▸ **BRIEF**:
Each line from the one containing "Target: blue jeans" through the final line of the data below must be repeated exactly.

▸ **PROVIDED DATA**:
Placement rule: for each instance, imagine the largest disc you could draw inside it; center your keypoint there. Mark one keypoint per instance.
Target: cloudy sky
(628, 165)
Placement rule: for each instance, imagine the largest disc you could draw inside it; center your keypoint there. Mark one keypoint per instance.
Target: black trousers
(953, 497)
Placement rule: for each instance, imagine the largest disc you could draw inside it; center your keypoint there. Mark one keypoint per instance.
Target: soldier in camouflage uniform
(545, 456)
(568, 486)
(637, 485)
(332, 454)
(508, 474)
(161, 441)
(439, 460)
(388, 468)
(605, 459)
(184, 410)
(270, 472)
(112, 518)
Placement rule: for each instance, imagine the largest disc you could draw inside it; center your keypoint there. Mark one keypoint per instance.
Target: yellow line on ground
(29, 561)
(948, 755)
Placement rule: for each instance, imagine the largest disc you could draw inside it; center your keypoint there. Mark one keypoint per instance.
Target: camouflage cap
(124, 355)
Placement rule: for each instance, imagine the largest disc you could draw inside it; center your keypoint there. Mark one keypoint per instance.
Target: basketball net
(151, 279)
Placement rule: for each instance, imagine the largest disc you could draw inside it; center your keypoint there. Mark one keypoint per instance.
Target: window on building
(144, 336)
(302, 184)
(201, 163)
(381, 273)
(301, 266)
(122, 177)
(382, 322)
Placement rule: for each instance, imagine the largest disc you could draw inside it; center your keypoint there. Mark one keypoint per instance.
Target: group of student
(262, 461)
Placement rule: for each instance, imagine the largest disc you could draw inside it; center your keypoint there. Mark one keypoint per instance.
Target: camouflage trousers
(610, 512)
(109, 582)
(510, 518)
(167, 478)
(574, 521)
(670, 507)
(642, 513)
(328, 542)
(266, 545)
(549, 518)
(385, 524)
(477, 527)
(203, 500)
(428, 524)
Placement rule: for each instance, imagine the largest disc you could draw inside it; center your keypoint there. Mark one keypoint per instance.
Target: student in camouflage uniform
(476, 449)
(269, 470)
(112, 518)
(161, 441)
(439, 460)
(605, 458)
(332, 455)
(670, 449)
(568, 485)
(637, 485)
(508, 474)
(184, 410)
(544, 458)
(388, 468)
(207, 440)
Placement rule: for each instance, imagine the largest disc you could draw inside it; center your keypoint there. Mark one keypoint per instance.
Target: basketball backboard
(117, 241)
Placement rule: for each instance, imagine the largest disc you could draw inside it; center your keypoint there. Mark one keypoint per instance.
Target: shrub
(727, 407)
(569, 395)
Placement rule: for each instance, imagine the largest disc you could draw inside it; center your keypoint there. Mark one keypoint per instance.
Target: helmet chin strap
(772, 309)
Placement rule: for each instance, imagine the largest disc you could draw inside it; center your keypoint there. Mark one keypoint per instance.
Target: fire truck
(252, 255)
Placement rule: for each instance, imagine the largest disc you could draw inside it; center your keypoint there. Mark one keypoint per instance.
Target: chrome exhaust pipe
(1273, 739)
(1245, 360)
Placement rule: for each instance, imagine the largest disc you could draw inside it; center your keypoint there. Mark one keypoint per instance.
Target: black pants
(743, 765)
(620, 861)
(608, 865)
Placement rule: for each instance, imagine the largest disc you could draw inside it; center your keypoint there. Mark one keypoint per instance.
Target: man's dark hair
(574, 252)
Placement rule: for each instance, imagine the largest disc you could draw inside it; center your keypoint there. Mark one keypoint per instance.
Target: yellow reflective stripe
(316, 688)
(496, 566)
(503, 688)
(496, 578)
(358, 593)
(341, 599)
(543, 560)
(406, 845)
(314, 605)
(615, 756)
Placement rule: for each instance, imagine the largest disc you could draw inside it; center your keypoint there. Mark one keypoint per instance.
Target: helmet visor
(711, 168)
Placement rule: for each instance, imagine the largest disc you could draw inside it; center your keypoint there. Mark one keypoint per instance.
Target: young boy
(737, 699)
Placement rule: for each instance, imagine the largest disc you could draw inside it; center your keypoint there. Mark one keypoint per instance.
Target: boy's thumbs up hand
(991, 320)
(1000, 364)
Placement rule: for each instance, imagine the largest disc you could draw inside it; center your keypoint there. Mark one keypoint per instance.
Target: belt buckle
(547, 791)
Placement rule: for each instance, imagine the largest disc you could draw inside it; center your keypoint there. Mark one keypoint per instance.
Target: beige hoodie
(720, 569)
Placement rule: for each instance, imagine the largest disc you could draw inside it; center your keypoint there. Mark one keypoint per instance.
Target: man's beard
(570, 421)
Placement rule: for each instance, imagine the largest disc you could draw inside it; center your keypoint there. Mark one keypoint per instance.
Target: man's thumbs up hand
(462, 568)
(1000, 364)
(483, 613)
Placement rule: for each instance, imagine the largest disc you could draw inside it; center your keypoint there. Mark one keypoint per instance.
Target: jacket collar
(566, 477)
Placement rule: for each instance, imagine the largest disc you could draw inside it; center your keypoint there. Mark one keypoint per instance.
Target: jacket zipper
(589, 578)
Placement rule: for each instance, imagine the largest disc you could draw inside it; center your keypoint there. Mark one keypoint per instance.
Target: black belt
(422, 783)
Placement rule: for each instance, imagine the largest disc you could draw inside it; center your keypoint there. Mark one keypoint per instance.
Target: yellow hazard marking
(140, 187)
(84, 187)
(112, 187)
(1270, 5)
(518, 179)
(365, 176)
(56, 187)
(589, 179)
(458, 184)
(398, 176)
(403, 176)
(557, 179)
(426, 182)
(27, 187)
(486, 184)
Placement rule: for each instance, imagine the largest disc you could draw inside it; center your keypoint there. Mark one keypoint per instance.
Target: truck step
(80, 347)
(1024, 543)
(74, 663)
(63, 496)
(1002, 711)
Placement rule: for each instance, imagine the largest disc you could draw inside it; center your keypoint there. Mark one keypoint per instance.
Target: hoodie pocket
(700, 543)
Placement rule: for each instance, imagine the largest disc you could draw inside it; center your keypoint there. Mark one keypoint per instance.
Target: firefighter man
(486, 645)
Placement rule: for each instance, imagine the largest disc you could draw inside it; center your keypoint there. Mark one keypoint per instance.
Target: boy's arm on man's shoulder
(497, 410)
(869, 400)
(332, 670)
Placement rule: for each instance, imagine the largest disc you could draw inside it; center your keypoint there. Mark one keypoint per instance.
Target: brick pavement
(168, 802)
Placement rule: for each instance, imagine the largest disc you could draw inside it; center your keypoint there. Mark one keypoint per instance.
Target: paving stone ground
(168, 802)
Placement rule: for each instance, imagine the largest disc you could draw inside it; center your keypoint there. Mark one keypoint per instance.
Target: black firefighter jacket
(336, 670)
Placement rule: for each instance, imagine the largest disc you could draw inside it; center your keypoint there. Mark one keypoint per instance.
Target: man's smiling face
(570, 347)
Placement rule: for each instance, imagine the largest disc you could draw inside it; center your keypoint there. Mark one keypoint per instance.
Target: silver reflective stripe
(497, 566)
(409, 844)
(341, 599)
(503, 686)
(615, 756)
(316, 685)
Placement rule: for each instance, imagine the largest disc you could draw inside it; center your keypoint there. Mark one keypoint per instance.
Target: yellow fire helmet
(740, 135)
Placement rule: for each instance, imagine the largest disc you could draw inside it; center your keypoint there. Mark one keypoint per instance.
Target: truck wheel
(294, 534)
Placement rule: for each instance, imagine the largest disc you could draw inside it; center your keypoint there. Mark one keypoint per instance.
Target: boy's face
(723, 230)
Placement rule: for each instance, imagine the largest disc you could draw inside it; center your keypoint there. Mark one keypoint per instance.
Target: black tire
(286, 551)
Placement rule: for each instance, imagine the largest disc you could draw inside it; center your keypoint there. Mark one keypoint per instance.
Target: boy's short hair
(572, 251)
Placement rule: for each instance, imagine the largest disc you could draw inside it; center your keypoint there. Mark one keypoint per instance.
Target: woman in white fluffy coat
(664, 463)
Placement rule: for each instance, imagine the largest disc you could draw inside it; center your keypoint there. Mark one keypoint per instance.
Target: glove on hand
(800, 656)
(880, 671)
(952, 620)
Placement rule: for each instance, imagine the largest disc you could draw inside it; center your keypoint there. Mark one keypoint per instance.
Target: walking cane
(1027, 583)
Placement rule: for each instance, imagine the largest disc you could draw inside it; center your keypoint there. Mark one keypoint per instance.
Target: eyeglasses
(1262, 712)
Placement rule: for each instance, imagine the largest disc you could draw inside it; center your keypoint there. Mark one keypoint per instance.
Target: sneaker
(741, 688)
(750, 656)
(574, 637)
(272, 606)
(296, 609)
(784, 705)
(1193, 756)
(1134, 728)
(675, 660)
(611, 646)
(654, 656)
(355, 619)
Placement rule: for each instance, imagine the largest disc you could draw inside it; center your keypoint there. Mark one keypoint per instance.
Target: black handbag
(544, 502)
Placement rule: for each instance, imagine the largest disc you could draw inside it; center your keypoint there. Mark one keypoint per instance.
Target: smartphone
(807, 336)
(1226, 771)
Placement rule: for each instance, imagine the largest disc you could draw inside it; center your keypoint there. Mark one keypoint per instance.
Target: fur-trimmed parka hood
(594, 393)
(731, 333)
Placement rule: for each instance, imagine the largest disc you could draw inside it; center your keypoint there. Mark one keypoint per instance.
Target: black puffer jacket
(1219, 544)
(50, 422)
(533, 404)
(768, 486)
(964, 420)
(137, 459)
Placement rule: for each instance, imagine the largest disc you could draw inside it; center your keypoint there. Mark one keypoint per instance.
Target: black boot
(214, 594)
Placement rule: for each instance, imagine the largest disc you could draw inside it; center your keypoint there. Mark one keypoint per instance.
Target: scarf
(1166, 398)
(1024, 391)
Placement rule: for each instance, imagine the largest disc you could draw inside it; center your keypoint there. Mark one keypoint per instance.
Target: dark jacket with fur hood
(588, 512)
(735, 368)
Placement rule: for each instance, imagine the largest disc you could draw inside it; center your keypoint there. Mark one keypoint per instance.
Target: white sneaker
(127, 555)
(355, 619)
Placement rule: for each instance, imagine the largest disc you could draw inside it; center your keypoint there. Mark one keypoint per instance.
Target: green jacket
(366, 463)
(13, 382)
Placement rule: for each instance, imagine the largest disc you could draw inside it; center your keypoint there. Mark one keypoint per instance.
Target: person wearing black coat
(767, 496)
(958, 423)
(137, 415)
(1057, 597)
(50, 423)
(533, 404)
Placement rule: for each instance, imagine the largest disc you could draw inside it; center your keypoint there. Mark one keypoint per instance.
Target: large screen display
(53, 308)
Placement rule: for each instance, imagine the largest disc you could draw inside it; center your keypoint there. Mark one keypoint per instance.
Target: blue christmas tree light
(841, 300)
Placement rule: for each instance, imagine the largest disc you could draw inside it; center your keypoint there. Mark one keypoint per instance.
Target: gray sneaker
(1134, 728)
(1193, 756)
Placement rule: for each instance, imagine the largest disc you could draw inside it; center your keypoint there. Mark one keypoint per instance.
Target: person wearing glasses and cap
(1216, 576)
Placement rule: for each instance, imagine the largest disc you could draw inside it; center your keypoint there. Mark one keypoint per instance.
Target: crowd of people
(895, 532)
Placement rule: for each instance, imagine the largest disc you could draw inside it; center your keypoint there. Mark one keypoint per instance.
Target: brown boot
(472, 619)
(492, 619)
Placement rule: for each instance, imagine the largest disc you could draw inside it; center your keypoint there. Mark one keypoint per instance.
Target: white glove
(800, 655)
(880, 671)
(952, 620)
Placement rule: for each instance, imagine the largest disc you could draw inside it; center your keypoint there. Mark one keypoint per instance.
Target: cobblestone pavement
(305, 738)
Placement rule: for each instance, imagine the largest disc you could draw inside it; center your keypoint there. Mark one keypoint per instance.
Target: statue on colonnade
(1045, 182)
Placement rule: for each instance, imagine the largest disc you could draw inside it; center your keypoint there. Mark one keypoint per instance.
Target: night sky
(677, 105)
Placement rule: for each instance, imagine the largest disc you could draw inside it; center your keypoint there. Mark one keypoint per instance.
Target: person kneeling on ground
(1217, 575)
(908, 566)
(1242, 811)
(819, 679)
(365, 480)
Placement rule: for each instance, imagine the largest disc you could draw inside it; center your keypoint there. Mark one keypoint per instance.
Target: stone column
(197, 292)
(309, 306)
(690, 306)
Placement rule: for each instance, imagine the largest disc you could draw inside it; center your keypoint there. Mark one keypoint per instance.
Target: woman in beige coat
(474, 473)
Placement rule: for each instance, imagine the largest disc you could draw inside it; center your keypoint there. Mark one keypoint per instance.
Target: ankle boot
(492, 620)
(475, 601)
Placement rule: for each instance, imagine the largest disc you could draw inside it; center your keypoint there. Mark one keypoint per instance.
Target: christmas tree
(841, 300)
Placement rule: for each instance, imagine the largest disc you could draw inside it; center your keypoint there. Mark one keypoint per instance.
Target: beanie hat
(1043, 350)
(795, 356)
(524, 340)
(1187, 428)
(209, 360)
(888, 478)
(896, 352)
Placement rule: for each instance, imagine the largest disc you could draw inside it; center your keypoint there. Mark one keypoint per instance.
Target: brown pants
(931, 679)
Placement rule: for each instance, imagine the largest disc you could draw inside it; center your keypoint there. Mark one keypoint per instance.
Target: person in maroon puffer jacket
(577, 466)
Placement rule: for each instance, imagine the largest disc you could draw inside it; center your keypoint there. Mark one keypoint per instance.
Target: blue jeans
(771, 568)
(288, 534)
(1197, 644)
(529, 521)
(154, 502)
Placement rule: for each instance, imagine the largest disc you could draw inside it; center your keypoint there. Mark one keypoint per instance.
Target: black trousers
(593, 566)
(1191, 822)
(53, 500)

▸ **TASK RESPONSE**:
Target: blue jeans
(771, 568)
(288, 534)
(1197, 644)
(529, 521)
(154, 502)
Placement rule: for each instance, imagine the largest disc you could draw inside it; center your keypoint there. Mark one keypoint per instance.
Target: black trousers
(593, 566)
(1191, 822)
(53, 500)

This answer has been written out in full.